**Cosa fare:**
Secondo l'articolo sul bunker di Villa Torlonia, da quanti bombardamenti aerei fu colpita Roma tra luglio 1943 e maggio 1944?

**Estratto del documento:**

###

Tornano le visite a Bunker di Mussolini a Villa Torlonia

Pubblicato

del

Sei metri sotto i prati ormai fioriti del parco – sopra la testa quattro metri di cemento armato – trema il pavimento sotto i piedi e suonano le sirene mentre il frastuono delle bombe risuona tra le pareti curve come quelle di un sommergibile. E’ il momento più emozionante della visita al Rifugio Antiaereo e al Bunker di Villa Torlonia, a Roma, che da domani tornano aperti al pubblico. Costruiti per Mussolini, che nella tenuta lungo la via Nomentana prese la residenza nel 1929, finirono per essere usati invece dai cittadini romani per difendersi dai bombardamenti.

A lungo non visitabili, riaprono dopo due anni con un nuovo allestimento che è un viaggio nel sottosuolo della villa, ma anche nei giorni della guerra, quando la Capitale fu devastata da una pioggia di bombe. Nessuna coincidenza tra l’inaugurazione e le crisi internazionali di questi giorni, ha detto il sindaco Roberto Gualtieri: “Non credo che quando il progetto è partito ci fossero le terribili guerre che ci sono oggi – ha commentato nel corso della presentazione alla stampa – Però ricordare le tragedie della guerra è sempre importante, e oggi lo è ancora di più”. La mostra, curata da Federica Pirani e Annapaola Agati, con la collaborazione dell’assessorato capitolino alla Cultura, della Soprintendenza Capitolina e l’organizzazione di Zetema, è un’occasione per fare luce su una delle pagine più buie e drammatiche della città, colpita da 51 bombardamenti aerei tra luglio 1943 e maggio 1944. Il nuovo percorso parte da un video che racconta la vita vissuta nello sfarzo di Villa Torlonia dal dittatore fascista mentre portava l’Italia verso la guerra. Nelle sale successive, grazie ai contributi dell’istituto Luce, rivive il periodo storico dei bombardamenti. Tre sale sono dedicate alla vita nei rifugi con delle proiezioni sincronizzate.

Le due prospettive di chi bombarda e di chi è bombardato convergono in una sala dove sul pavimento sono proiettate le immagini riprese dagli aerei in azione, e sulle pareti Roma in macerie: “Il punto di vista dell’aviatore – ha spiegato la curatrice Pirani – e quello dei romani attoniti che guardano le rovine. Che sono di Roma, ma potrebbero essere quelle di Beirut, o di Jenin”. Poi, attraverso una ripida scala, si scende al bunker vero e proprio, lasciato spoglio da oggetti e proiezioni. In questo spazio è simulata una incursione aerea, attraverso la riproduzione dei suoni: sirene, aerei in avvicinamento, detonazioni, e le vibrazioni del terreno. Risalire su, al verde abbagliante della Villa in primavera, è un sollievo.

“Un luogo impegnativo, era giusto fosse accessibile, è un altro tassello del recupero dei luoghi della storia della città – ha commentato il sindaco Gualtieri – L’allestimento punta non solo a rendere conoscibile ‘filologicamente’ questo luogo ma a conoscere quelle pagine drammatiche della guerra, del fascismo e del suo capo, che è stato deposto e ci ha lasciato questo luogo, e che ha portato l’Italia nella più grande tragedia”. Fino all’orrore delle leggi razziali: “Il contrappasso della memoria vuole – ha ricordato Gualtieri – che a pochi metri da qui, sempre a Villa Torlonia, nascerà il Museo della Shoah, a memoria del più grande crimine che il regime fascista e nazista perpetrarono”. Per il via ai cantieri è solo questione di tempo: “Sono terminati i sondaggi, già c’è stata una aggiudicazione e il governo ha stanziato risorse – ha concluso il sindaco – Appena avremo il cronoprogramma lo comunicheremo”.

###

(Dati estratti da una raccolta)
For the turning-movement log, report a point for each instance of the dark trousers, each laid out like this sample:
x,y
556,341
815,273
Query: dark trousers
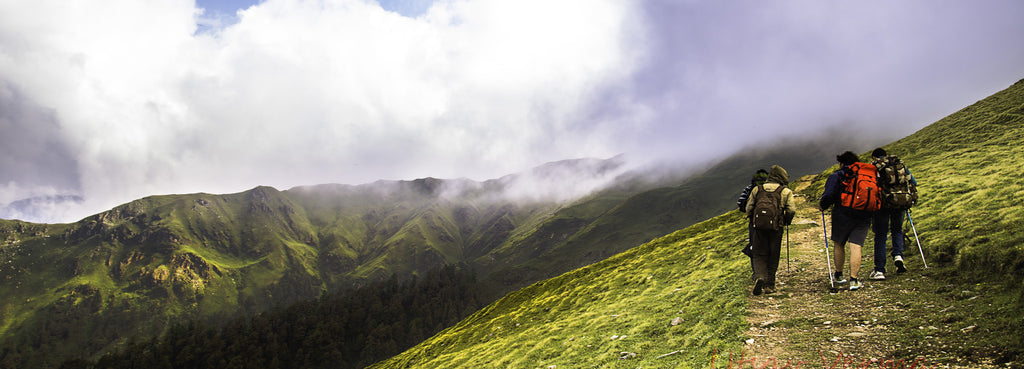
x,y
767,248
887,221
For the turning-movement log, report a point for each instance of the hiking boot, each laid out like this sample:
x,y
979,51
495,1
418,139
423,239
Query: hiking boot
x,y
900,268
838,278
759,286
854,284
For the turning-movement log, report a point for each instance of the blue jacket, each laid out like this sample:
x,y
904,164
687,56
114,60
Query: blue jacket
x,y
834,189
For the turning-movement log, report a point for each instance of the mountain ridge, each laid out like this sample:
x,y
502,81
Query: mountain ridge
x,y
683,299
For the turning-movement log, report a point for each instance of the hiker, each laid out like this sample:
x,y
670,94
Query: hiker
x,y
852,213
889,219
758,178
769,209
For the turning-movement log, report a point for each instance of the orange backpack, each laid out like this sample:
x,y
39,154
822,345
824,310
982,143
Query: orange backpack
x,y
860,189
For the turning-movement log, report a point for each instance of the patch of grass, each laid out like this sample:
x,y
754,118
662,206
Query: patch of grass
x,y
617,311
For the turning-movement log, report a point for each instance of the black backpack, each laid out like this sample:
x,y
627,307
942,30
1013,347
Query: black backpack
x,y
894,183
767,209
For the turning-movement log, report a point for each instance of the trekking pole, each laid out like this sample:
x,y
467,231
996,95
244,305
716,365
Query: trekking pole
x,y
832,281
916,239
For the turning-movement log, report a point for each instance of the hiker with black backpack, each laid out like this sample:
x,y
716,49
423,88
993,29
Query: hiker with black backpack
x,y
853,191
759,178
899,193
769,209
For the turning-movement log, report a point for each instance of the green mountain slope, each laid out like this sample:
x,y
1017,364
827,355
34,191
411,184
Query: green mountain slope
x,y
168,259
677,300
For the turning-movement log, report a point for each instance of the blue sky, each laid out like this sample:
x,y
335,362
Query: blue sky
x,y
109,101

###

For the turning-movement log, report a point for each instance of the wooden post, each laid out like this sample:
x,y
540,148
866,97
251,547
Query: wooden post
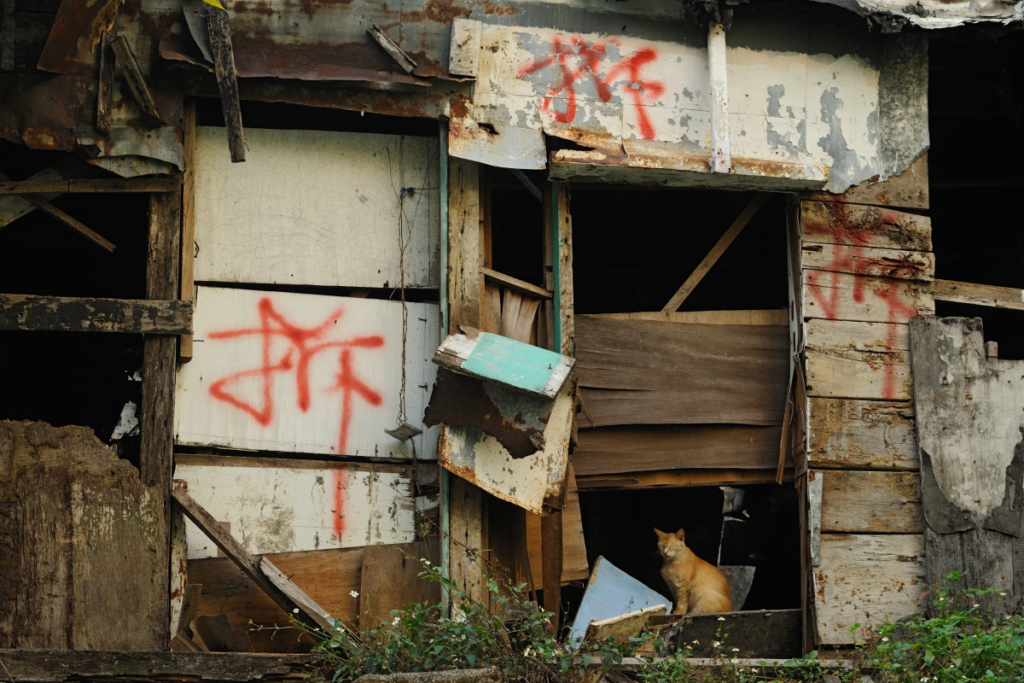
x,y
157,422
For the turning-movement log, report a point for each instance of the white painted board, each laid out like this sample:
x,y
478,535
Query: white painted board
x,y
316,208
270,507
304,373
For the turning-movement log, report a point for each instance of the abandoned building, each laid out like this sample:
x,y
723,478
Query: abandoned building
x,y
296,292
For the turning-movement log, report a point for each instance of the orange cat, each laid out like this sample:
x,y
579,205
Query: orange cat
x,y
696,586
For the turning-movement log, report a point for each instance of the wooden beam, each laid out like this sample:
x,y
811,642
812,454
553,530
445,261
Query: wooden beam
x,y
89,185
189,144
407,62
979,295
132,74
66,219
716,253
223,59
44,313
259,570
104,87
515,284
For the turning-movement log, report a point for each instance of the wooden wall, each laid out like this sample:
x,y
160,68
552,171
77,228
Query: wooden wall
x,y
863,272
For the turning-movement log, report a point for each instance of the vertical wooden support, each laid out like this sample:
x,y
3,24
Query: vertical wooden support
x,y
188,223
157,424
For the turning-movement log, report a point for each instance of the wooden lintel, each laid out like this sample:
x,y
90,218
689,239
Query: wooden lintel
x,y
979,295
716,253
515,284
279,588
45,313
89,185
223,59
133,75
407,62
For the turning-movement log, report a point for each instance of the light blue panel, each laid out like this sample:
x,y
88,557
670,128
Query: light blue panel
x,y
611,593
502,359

###

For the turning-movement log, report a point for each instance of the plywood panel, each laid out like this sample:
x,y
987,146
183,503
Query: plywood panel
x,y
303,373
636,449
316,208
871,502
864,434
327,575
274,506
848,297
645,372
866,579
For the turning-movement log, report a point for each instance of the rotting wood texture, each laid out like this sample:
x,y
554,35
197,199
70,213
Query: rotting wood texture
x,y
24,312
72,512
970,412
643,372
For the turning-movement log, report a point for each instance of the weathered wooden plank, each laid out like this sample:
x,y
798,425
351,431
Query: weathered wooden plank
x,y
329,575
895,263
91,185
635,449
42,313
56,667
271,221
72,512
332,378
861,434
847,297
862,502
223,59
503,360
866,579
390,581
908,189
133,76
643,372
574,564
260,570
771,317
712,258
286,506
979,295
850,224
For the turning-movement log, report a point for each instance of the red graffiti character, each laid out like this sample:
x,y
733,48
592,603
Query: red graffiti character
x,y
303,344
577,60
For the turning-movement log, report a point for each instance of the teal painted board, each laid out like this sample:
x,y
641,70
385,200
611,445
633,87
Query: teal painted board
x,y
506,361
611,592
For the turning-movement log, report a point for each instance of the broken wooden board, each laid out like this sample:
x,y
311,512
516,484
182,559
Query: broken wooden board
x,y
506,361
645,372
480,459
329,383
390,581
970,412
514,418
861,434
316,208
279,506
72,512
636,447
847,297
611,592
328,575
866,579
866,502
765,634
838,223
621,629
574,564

###

**Soluzione svolta:**
Roma fu colpita da 51 bombardamenti aerei.